Given exercise:
Arrange the data below as a two-column CSV with the header instruction,output. Each row puts one block of wording in the instruction column and the coordinates that follow it in the output column, with every field quoted, line breaks replaced by spaces, and the pictures omitted.

Provided material:
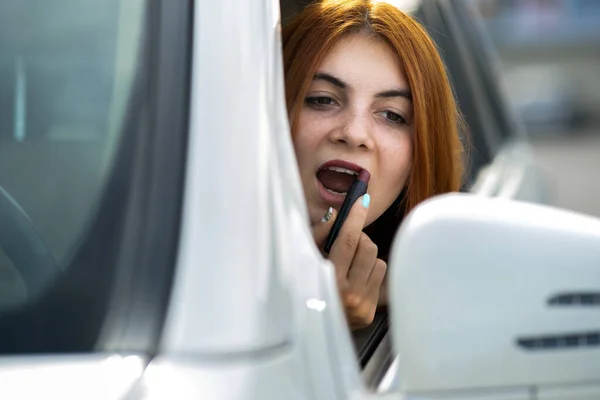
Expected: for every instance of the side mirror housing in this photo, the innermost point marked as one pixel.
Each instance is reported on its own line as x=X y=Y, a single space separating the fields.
x=496 y=296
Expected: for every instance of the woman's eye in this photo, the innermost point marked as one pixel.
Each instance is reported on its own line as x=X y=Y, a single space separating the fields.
x=320 y=101
x=394 y=118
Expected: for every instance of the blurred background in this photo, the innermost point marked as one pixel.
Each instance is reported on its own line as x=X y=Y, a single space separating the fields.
x=550 y=56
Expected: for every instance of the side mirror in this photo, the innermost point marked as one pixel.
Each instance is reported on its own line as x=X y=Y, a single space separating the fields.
x=496 y=299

Finished answer:
instruction,output
"Expected: for every instance of the side mirror housing in this photo, the innermost point marked as one pixel. Each instance is reported on its own line as x=X y=Y, a single space separating the fields.","x=496 y=296"
"Expected: for every instance of the woman's eye in this photo, the innermost point marked as one pixel. Each instance is reported on its own line as x=X y=Y, a single space separating the fields.","x=320 y=101 x=394 y=118"
"Expected: for every instance of the blurred background in this photo, the innermost point marked as one pixel. Each instance is reported on its own line as x=X y=Y, a single space separating the fields.","x=550 y=56"
"Expected: for every instance of the side mirror in this photo, the innermost point marked as one pixel. Each instance is reported on its own line as x=X y=Y, a single space separating the fields.","x=496 y=299"